Page:
··········
Dr. Fernando José de França Dias Van-Dúnem (born 24 August 1934) is an Angolan political figure who was the First Vice-President of the African Union's Pan-African Parliament. He is a member of the ruling Popular Movement for the Liberation of Angola (MPLA) and served as Prime Minister of Angola twice during the 1990s.

He was Prime Minister from June 1991 until December 1992 and was the first Prime Minister appointed since the post was abolished in 1978.  After four years out of office, Dias was reappointed as Prime Minister on June 3, 1996 and remained in office until a cabinet reshuffle in January 1999, when the post of Prime Minister was again eliminated.

Education
He received a Master's Degree in Public Law, and a Ph.D. in Public Law, both in Aix-en-Provence, France.
··········
Tasks:
a - Please summarize the Van-Dúnem biography in two sentences.
b - Write the next part of the Van-Dúnem biography, picking up after its final sentence on his education.

Stored rows:
··········
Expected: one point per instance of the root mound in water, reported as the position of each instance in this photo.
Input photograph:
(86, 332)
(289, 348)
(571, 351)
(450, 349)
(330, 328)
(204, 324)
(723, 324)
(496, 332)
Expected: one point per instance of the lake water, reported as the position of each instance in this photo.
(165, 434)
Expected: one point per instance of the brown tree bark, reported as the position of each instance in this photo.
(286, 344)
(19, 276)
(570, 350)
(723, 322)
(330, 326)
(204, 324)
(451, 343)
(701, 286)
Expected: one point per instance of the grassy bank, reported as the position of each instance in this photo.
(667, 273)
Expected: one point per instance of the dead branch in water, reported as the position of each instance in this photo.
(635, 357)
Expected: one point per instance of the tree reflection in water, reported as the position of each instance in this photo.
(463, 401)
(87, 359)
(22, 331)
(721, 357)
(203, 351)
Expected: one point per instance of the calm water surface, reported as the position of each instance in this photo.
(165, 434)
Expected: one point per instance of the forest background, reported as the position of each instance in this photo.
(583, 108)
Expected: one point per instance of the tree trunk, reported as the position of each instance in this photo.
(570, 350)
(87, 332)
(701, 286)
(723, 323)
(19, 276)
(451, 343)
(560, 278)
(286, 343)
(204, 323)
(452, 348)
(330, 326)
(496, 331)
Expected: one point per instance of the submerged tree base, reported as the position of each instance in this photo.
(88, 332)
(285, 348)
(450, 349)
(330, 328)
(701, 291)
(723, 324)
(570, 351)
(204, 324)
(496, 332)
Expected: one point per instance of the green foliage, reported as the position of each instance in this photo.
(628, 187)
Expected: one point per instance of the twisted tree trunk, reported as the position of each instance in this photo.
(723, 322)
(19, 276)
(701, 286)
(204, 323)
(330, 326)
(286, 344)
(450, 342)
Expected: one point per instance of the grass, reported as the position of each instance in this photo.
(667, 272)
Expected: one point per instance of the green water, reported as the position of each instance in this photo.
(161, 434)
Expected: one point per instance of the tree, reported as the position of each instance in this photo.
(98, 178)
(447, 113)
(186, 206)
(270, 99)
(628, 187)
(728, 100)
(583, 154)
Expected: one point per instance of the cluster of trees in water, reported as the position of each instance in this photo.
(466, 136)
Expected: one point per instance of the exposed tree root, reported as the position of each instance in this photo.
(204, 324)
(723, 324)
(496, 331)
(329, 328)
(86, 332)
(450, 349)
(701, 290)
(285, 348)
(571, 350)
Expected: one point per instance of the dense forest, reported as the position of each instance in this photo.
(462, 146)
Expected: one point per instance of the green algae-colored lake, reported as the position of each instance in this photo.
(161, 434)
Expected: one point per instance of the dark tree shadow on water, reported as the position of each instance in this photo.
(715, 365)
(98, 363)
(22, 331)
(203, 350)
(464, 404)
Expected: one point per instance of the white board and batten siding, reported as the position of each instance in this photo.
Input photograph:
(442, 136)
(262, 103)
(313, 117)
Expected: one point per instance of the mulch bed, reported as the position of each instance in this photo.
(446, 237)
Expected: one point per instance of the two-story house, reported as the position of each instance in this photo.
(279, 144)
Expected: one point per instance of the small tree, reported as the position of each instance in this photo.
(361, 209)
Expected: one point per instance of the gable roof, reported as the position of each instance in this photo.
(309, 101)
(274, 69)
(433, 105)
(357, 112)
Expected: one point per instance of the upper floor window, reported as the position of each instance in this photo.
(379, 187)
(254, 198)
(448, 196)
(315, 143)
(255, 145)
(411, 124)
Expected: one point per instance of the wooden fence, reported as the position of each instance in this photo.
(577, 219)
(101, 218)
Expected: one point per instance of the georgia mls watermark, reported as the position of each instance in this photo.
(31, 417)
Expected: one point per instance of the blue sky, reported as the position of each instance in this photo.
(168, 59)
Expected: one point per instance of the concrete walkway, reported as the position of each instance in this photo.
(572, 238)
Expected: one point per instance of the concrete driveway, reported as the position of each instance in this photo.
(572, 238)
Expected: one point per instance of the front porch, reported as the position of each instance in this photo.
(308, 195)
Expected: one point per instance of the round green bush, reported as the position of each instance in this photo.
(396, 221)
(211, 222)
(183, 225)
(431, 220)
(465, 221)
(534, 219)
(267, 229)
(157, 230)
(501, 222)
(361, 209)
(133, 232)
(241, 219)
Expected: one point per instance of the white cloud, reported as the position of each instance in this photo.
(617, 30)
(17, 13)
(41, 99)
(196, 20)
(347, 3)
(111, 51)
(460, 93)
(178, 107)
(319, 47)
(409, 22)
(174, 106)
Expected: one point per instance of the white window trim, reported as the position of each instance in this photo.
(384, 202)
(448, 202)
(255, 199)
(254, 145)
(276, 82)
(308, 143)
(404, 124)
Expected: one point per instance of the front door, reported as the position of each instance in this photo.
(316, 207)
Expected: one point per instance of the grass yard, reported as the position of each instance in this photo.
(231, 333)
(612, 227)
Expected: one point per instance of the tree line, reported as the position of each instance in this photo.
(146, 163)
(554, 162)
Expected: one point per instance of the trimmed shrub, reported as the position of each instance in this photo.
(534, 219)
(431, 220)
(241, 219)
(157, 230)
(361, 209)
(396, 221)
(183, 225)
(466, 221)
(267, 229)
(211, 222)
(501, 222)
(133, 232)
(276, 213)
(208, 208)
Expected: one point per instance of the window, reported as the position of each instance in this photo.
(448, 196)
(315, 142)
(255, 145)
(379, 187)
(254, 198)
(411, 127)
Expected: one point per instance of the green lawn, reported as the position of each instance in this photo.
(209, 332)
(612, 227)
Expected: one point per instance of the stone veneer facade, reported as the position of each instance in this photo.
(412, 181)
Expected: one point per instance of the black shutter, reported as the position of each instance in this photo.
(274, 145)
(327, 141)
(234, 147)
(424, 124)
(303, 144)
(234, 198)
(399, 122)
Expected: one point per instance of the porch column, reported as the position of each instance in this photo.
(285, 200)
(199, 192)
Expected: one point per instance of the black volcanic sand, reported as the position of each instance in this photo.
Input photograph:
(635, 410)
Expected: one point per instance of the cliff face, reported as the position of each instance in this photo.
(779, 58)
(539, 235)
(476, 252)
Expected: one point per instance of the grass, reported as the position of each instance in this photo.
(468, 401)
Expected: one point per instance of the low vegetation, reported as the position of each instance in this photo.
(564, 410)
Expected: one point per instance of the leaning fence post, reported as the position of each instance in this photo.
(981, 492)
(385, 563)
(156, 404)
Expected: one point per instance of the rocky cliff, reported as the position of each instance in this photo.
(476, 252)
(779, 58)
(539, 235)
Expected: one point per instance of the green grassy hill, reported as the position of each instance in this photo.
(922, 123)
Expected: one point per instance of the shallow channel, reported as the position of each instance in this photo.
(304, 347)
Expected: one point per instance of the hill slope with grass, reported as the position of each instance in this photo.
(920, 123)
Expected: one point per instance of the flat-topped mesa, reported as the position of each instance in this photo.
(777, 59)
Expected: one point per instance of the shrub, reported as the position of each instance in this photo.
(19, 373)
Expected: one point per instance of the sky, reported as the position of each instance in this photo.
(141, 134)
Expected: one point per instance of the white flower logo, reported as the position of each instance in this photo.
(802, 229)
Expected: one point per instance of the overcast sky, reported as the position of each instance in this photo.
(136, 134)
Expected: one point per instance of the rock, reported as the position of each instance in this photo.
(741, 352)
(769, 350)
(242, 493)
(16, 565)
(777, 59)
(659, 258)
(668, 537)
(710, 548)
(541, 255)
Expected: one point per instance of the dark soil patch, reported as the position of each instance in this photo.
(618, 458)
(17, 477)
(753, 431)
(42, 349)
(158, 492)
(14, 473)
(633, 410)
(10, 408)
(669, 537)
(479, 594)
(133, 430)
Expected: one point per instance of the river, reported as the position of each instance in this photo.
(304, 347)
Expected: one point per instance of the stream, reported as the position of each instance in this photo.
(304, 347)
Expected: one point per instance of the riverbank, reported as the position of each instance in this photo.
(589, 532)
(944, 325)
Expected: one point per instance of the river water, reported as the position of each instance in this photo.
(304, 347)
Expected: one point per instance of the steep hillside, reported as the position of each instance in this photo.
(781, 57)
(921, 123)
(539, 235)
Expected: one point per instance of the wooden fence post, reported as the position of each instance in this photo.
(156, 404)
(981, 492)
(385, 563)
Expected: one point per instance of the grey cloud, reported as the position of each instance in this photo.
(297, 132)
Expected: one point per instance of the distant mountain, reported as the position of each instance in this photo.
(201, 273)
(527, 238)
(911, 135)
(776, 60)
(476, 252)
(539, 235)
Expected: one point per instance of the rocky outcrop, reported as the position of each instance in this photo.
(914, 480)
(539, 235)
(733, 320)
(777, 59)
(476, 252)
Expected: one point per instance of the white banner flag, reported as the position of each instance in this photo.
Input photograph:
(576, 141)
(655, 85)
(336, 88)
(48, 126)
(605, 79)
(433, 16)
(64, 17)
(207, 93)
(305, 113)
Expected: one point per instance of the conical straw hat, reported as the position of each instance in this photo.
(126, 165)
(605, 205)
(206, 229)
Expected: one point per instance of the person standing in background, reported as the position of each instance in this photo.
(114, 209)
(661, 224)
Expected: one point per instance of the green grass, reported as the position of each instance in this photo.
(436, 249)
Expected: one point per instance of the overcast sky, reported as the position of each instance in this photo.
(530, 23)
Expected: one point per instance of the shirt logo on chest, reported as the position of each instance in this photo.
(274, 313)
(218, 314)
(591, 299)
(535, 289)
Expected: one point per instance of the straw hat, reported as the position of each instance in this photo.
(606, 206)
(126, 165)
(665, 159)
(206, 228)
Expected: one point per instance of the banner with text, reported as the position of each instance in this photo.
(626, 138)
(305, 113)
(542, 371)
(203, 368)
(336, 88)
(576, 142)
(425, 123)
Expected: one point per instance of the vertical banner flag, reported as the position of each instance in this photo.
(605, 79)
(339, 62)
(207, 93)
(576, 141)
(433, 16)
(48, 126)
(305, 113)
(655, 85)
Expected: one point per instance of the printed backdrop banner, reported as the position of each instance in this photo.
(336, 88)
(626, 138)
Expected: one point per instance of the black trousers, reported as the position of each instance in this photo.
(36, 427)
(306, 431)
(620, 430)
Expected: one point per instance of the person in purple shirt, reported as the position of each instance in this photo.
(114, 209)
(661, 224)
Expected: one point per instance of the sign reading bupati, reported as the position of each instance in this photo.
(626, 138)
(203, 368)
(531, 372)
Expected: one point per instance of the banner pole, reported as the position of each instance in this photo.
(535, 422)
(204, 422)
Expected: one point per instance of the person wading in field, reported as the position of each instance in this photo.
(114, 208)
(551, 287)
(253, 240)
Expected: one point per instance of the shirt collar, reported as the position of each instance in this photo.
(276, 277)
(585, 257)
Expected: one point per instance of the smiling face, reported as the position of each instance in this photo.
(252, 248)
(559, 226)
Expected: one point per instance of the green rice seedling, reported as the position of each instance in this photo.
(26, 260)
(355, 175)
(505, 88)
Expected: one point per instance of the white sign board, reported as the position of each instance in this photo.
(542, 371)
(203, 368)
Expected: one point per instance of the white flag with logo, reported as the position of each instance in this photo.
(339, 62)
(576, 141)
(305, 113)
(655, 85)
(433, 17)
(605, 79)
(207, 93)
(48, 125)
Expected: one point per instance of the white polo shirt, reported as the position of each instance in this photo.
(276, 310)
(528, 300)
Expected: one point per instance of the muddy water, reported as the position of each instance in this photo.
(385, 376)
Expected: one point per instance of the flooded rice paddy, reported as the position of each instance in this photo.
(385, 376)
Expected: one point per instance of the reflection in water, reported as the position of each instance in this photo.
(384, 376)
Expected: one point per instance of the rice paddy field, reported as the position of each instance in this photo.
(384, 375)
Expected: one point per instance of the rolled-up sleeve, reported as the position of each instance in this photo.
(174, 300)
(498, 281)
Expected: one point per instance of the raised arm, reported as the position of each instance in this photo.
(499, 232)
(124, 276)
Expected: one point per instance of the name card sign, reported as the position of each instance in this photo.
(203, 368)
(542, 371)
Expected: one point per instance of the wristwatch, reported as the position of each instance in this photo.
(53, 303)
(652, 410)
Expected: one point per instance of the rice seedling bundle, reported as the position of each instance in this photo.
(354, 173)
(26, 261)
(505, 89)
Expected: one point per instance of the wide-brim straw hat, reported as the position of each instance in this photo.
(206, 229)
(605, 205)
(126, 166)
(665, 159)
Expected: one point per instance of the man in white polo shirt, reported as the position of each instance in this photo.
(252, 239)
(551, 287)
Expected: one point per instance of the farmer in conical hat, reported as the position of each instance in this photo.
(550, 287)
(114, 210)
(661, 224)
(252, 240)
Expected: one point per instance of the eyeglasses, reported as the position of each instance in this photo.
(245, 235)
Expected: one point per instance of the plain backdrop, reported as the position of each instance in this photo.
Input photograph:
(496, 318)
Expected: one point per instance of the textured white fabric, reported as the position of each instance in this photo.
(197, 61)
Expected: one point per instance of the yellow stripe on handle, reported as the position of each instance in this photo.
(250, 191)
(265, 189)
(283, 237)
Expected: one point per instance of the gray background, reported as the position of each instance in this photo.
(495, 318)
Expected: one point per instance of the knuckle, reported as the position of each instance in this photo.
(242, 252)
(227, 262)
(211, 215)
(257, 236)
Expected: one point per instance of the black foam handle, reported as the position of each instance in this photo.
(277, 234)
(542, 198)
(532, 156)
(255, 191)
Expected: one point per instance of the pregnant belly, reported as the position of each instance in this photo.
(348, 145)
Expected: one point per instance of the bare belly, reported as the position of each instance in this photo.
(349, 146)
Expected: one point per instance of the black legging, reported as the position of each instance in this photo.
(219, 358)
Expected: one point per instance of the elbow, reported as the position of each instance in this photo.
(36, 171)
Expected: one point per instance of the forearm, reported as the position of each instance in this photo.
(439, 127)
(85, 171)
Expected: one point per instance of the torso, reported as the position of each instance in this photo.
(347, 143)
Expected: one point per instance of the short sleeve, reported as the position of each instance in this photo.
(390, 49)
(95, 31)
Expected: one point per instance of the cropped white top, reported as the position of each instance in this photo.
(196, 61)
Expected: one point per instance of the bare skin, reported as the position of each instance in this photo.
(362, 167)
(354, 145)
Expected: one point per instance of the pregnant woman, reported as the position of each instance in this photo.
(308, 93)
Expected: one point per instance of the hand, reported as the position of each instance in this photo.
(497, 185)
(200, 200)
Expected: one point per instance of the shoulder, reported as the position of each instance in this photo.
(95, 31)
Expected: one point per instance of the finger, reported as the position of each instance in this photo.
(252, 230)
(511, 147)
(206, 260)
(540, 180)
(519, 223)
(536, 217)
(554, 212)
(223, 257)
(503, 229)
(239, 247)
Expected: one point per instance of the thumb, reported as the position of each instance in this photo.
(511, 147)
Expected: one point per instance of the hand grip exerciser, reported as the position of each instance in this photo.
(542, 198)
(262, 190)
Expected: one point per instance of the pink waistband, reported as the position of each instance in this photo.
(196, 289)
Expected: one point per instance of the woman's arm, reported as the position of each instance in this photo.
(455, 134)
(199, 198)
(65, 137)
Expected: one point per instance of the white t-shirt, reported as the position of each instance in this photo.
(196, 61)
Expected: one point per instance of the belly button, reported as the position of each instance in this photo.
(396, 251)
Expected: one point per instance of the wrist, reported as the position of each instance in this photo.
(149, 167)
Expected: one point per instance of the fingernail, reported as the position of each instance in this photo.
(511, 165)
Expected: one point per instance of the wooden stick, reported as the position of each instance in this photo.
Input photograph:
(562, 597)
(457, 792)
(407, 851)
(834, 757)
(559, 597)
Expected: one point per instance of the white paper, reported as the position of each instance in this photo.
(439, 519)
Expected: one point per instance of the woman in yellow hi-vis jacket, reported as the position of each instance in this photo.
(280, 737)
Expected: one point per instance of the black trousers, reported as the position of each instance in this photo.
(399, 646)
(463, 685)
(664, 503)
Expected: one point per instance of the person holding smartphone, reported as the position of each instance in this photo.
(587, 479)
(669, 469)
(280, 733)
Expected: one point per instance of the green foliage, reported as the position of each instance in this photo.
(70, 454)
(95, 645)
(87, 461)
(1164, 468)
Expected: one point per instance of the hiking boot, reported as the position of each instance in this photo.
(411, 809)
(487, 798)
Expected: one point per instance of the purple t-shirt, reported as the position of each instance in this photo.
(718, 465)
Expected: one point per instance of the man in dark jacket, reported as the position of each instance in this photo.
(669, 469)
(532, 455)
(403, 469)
··········
Results for the exercise:
a - Fernando José de França Dias Van-Dúnem, born 24 August 1934, is an Angolan MPLA politician who was First Vice-President of the African Union's Pan-African Parliament and served twice as Prime Minister of Angola, from June 1991 to December 1992 and from June 3, 1996 until January 1999. He received both a Master's Degree and a Ph.D. in Public Law in Aix-en-Provence, France.

b -
Early work
From 1964 to 1965 was a research assistant for Professor Maarten Bos regarding international law at the University of Utrecht in the Netherlands In that same year he conducted a study on Recognition of States and Government. Ambassador Van-Dúnem has been a member of the American Society of International Law since 1964. For three years starting in 1969 to 1971 he was a lecturer on Public International Law, Constitutional Law and Administrative Law in Bujumbura, Burundi.

International work
For two years starting in 1970 he was Deputy Legal Advisor to the Organisation of African Unity. From 1972 to 1978 he was Chief Personnel Officer of the same organization. For one year starting in 1978 Ambassador Van-Dúnem was OAU Deputy Representative for Political and Legal Affairs near the United Nations in Geneva, Switzerland.

From 1979 to 1982 he was Extraordinary and Plenipotentiary Ambassador of the People's Republic of Angola to Belgium, the Netherlands and the European Economic Community. For four years starting in 1982 he was Extraordinary and Plenipotentiary Ambassador of the People's Republic of Angola to Portugal and Spain.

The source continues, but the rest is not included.